═══ ENTRIES SUPPLIED

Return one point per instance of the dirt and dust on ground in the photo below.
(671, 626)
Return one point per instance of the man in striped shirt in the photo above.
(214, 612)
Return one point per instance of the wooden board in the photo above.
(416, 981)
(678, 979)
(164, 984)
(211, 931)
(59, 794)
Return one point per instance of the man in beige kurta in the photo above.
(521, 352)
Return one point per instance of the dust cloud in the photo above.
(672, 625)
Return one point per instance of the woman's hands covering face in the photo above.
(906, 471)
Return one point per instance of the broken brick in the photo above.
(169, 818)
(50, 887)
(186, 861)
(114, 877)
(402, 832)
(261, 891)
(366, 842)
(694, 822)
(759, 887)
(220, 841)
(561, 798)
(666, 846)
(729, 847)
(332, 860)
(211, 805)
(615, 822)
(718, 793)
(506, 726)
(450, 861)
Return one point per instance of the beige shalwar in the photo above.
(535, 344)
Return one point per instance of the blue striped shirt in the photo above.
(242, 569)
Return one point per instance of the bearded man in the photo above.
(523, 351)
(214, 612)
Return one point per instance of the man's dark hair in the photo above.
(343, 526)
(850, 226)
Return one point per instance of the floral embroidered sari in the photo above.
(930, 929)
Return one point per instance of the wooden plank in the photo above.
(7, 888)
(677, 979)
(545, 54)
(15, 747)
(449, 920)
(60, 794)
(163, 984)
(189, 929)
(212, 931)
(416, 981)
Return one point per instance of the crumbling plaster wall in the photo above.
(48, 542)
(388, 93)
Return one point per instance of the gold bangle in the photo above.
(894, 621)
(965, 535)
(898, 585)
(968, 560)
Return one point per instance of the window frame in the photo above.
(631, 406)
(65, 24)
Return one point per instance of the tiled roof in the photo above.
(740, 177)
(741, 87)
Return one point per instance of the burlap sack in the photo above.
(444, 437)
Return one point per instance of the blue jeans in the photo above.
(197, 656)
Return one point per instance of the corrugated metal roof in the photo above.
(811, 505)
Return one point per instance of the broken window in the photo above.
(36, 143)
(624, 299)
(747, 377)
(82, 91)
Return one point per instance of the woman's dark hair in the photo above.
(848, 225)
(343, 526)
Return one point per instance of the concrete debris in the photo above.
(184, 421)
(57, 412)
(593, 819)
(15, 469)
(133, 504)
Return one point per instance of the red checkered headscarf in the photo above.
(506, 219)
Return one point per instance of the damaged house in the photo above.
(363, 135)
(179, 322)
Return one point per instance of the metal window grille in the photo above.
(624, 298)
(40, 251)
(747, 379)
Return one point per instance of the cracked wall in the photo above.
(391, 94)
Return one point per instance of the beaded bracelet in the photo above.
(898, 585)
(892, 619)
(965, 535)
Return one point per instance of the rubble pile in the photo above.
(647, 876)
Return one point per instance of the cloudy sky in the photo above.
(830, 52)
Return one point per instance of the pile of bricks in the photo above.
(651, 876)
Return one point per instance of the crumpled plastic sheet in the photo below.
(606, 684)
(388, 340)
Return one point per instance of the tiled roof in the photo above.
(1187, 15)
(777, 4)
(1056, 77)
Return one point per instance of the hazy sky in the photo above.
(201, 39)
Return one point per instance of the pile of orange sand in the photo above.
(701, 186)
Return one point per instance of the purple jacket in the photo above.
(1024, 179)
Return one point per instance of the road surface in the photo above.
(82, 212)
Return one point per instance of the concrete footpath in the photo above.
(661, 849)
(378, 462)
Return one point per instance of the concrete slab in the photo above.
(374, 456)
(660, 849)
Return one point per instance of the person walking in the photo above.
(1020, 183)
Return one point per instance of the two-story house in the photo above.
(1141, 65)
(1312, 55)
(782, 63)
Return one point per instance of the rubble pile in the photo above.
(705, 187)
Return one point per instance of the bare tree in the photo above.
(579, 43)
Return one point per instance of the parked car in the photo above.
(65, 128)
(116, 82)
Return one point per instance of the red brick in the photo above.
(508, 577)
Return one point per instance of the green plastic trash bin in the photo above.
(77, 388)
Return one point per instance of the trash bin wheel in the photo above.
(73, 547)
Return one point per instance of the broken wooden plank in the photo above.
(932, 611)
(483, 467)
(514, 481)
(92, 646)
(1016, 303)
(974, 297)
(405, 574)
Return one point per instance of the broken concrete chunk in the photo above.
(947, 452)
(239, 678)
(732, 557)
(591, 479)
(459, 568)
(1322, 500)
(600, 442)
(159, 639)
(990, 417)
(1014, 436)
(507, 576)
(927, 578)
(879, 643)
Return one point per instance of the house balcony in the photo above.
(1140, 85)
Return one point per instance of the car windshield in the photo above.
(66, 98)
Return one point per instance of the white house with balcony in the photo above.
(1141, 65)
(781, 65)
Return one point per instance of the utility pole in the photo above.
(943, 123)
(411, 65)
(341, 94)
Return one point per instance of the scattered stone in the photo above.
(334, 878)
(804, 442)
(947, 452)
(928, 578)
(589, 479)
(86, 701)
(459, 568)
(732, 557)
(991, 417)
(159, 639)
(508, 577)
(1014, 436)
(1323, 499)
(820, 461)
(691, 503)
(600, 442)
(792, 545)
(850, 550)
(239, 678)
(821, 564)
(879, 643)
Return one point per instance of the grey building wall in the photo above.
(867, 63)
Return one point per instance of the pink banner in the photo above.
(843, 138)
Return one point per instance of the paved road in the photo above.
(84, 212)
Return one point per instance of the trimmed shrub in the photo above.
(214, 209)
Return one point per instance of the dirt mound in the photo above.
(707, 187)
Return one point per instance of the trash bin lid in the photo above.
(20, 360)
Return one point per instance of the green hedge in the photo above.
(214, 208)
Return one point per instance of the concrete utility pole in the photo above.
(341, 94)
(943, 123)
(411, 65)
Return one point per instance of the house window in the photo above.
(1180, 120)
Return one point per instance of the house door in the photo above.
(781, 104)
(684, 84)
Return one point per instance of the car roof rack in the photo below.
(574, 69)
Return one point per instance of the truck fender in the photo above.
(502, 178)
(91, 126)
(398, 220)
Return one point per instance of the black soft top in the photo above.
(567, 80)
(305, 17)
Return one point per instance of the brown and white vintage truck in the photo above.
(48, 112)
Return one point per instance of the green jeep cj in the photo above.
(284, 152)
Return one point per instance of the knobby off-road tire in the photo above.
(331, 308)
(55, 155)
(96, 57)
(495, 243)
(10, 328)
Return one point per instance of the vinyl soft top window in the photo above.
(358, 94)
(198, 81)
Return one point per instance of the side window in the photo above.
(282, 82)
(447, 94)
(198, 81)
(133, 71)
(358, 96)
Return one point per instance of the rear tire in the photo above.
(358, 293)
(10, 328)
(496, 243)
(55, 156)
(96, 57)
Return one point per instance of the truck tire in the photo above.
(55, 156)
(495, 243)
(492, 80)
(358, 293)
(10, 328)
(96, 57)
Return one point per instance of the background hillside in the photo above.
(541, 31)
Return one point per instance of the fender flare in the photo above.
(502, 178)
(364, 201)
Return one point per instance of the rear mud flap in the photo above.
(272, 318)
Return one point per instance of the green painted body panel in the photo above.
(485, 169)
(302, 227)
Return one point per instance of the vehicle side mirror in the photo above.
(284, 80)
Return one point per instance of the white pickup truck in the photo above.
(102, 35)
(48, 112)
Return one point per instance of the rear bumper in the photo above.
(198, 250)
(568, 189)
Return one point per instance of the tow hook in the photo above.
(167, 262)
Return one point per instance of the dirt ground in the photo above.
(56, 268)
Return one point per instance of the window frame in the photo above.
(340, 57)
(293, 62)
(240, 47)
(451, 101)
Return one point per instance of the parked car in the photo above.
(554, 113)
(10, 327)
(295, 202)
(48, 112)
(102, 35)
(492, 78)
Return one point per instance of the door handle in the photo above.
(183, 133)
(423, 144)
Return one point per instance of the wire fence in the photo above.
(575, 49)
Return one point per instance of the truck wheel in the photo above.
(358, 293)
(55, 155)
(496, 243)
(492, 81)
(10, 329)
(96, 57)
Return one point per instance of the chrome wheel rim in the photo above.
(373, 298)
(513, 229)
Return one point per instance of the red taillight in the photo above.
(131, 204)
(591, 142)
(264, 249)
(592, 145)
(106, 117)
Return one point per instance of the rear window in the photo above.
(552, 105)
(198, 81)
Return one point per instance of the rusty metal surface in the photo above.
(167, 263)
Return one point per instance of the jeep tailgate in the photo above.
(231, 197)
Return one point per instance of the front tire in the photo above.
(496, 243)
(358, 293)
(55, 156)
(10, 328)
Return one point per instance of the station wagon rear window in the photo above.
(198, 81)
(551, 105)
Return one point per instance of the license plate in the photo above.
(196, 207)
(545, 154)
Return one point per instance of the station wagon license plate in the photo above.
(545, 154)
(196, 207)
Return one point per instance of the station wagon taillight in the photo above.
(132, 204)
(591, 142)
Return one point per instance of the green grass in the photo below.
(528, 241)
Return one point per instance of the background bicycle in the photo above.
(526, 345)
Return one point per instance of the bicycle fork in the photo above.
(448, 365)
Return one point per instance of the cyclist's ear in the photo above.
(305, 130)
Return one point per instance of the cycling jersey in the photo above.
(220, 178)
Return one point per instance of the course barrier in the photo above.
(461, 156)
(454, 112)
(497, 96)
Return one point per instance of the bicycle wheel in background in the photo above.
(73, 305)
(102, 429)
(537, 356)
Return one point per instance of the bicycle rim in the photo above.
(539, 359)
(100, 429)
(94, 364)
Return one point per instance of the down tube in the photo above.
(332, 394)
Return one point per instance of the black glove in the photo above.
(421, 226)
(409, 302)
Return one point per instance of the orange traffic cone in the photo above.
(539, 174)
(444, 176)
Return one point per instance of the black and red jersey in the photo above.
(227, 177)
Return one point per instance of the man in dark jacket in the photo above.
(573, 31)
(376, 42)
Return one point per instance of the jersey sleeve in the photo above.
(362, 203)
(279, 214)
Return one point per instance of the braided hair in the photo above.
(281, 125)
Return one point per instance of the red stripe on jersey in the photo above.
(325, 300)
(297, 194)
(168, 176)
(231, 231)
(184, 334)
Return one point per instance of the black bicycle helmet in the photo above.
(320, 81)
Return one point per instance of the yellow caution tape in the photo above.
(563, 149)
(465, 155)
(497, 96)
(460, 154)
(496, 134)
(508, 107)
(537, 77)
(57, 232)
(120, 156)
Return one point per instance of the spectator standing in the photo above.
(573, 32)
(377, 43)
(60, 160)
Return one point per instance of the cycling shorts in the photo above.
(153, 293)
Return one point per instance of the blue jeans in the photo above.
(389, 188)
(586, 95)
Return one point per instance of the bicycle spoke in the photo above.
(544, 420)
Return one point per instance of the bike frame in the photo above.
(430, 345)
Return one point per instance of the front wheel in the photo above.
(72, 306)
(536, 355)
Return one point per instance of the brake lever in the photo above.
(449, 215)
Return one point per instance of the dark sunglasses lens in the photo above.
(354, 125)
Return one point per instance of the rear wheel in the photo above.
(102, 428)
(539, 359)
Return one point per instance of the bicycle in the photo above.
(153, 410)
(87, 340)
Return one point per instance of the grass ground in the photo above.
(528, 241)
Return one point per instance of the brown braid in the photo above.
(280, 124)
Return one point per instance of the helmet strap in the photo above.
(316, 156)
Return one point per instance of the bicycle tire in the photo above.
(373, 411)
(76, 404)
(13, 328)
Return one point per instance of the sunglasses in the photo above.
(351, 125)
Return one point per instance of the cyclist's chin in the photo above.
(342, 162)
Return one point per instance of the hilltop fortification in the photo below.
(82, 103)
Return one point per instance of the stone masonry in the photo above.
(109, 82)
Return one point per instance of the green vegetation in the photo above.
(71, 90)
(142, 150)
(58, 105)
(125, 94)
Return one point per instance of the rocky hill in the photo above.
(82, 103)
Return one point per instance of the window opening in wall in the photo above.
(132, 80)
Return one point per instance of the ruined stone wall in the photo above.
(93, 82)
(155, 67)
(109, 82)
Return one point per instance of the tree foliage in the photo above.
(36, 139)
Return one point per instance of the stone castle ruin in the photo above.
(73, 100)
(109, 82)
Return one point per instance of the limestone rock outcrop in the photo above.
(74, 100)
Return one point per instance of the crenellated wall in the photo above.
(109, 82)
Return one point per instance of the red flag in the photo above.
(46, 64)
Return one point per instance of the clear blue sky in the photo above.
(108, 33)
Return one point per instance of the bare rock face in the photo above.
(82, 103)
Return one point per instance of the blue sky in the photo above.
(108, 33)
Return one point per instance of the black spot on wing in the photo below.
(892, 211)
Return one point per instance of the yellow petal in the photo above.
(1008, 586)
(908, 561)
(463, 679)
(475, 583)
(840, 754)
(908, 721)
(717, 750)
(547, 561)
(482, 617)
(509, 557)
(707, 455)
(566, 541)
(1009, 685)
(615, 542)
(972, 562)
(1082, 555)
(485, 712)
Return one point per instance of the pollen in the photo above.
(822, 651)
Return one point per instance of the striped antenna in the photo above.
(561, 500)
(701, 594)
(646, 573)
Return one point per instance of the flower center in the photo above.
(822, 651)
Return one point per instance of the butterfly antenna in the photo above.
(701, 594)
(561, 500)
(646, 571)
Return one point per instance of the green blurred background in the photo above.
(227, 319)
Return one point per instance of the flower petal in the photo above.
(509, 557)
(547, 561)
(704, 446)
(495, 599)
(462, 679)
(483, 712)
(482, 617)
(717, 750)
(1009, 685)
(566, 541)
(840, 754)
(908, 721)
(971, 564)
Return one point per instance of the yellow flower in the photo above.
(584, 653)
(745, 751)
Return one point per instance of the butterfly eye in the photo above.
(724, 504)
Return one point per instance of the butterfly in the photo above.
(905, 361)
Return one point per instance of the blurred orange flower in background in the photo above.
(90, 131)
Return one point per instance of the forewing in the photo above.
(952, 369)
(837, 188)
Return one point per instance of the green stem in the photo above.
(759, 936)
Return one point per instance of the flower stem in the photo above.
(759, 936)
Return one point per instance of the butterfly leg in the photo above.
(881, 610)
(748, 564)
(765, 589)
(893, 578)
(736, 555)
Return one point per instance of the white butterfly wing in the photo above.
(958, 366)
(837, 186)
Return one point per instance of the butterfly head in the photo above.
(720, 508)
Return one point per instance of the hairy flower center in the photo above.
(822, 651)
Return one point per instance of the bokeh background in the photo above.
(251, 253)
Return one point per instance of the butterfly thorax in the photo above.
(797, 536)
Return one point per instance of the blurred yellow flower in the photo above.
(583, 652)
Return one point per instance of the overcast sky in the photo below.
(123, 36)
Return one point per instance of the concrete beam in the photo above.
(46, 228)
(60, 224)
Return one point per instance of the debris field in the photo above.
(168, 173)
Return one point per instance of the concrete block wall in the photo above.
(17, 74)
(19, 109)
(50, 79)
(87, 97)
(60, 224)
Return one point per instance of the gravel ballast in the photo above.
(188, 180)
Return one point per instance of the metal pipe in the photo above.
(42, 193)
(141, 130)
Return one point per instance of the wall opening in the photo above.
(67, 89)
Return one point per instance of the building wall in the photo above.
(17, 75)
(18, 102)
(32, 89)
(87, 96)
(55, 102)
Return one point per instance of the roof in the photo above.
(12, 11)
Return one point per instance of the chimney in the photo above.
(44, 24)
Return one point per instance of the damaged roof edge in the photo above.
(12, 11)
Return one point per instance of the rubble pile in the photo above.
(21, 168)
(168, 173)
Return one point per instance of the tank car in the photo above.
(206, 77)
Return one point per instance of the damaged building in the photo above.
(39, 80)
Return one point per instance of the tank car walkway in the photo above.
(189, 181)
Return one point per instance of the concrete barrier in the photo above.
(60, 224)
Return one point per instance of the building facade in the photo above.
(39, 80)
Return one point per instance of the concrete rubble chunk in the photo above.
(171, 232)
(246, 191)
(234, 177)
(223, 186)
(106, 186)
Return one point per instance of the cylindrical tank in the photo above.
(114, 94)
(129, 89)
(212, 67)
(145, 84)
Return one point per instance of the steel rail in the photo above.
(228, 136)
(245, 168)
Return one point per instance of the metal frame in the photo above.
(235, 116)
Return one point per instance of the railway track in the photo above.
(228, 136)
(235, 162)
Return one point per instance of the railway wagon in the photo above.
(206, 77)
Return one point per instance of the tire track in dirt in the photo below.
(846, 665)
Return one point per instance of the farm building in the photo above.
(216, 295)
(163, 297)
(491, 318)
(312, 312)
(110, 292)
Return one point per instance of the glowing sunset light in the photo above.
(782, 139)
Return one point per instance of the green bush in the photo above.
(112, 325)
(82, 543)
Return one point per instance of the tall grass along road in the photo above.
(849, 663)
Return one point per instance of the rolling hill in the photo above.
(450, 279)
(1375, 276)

══════

§ TASK DETAILS
Only the lines from the one containing "Return one point per instance of the railway wagon" to the end of the data should be printed, exactly as they stand.

§ OUTPUT BELOW
Return one point per instance of the railway wagon in the photo above.
(206, 77)
Return one point per instance of the tire track in dirt in the photo below.
(846, 665)
Return one point per instance of the farm building in the photo above.
(216, 295)
(163, 297)
(491, 318)
(312, 312)
(110, 292)
Return one point per instance of the glowing sunset light in the photo above.
(782, 139)
Return one point per instance of the green bush in the photo above.
(112, 325)
(82, 543)
Return one point per instance of the tall grass along road in the photo above.
(849, 663)
Return one point per instance of the rolling hill in the photo above.
(450, 279)
(1375, 276)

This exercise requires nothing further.